— Start of Provided data —

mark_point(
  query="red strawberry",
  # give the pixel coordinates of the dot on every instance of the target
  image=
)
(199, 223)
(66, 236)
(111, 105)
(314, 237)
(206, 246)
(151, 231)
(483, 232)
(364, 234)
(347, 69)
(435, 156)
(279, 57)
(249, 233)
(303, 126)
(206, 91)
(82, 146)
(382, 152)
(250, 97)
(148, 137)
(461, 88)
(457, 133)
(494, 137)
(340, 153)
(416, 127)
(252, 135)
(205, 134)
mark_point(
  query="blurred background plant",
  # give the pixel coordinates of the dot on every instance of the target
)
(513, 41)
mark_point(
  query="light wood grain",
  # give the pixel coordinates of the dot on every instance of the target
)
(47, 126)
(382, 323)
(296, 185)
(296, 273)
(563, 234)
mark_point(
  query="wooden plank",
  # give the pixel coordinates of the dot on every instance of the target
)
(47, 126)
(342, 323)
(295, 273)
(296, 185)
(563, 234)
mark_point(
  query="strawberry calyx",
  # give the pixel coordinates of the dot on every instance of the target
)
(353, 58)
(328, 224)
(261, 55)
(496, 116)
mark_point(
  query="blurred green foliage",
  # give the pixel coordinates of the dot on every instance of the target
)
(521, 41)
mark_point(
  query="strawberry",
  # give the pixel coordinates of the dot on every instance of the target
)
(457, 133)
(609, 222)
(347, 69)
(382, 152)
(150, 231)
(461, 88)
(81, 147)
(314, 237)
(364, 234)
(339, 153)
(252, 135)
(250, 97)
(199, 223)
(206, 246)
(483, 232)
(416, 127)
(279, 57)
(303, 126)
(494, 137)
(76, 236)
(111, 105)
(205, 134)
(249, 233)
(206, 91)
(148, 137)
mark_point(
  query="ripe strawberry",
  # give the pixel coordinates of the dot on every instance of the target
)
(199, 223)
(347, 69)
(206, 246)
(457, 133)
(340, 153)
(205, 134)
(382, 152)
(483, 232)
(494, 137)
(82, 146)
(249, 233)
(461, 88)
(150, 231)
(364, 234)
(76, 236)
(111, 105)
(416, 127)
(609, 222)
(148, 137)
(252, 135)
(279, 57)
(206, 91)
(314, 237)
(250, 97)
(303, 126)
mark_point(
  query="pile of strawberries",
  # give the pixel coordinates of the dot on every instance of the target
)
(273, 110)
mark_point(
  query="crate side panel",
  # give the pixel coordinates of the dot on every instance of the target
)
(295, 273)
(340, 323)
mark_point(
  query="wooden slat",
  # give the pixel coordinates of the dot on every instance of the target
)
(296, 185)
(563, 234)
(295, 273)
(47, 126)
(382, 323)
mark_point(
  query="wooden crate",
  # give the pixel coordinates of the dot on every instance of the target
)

— End of Provided data —

■ Problem to work on
Would you reproduce all the entries exactly?

■ Task response
mark_point(
  query="red strawberry",
  # give the pixel coordinates of the dot on every instance of the target
  image=
)
(199, 223)
(66, 236)
(111, 105)
(314, 237)
(206, 246)
(151, 231)
(483, 232)
(364, 234)
(347, 69)
(435, 156)
(279, 57)
(249, 233)
(303, 126)
(206, 91)
(82, 146)
(382, 152)
(250, 97)
(148, 137)
(461, 88)
(457, 133)
(494, 137)
(340, 153)
(416, 127)
(252, 135)
(205, 134)
mark_point(
  query="blurred background plant",
  # give the pixel coordinates of the dot on every instance of the target
)
(513, 41)
mark_point(
  query="light wood grain",
  # give the pixel coordinates of the dot on every instance of the target
)
(47, 126)
(382, 323)
(296, 185)
(296, 273)
(563, 234)
mark_point(
  query="wooden plank",
  # give the pixel coordinates of the dot on every instance of the target
)
(47, 126)
(342, 323)
(295, 273)
(296, 185)
(563, 234)
mark_point(
  query="strawberry calyx",
  # give the pixel coordinates of the dot on every instance of the target
)
(353, 58)
(328, 224)
(261, 55)
(496, 116)
mark_point(
  query="blurred green foliage",
  # give the pixel coordinates of the dot on every instance of the target
)
(521, 41)
mark_point(
  query="strawberry",
  # give the pixel coordinates of the dot on every instance of the target
)
(457, 133)
(609, 222)
(347, 69)
(382, 152)
(150, 231)
(461, 88)
(81, 147)
(314, 237)
(364, 234)
(339, 153)
(252, 135)
(250, 97)
(199, 223)
(206, 246)
(483, 232)
(416, 127)
(279, 57)
(303, 126)
(494, 137)
(76, 236)
(111, 105)
(205, 134)
(249, 233)
(206, 91)
(148, 137)
mark_point(
  query="ripe strawberry",
  # give the pixel coordinates of the dot on every instance of the target
)
(199, 223)
(347, 69)
(206, 246)
(457, 133)
(340, 153)
(205, 134)
(382, 152)
(483, 232)
(494, 137)
(82, 146)
(249, 233)
(461, 88)
(150, 231)
(364, 234)
(76, 236)
(111, 105)
(416, 127)
(609, 222)
(148, 137)
(252, 135)
(279, 57)
(206, 91)
(314, 237)
(250, 97)
(303, 126)
mark_point(
  query="pile of strawberries",
  # give the pixel coordinates of the dot on every instance of the target
)
(273, 110)
mark_point(
  query="crate side panel",
  # give the pixel coordinates of the dot on every instance of the target
)
(295, 273)
(340, 323)
mark_point(
  query="wooden slat",
  # give the pixel coordinates of the dot on every instance of the target
)
(296, 185)
(563, 234)
(295, 273)
(47, 126)
(382, 323)
mark_point(
  query="wooden crate",
  # give the pixel coordinates of the dot on every instance of the target
)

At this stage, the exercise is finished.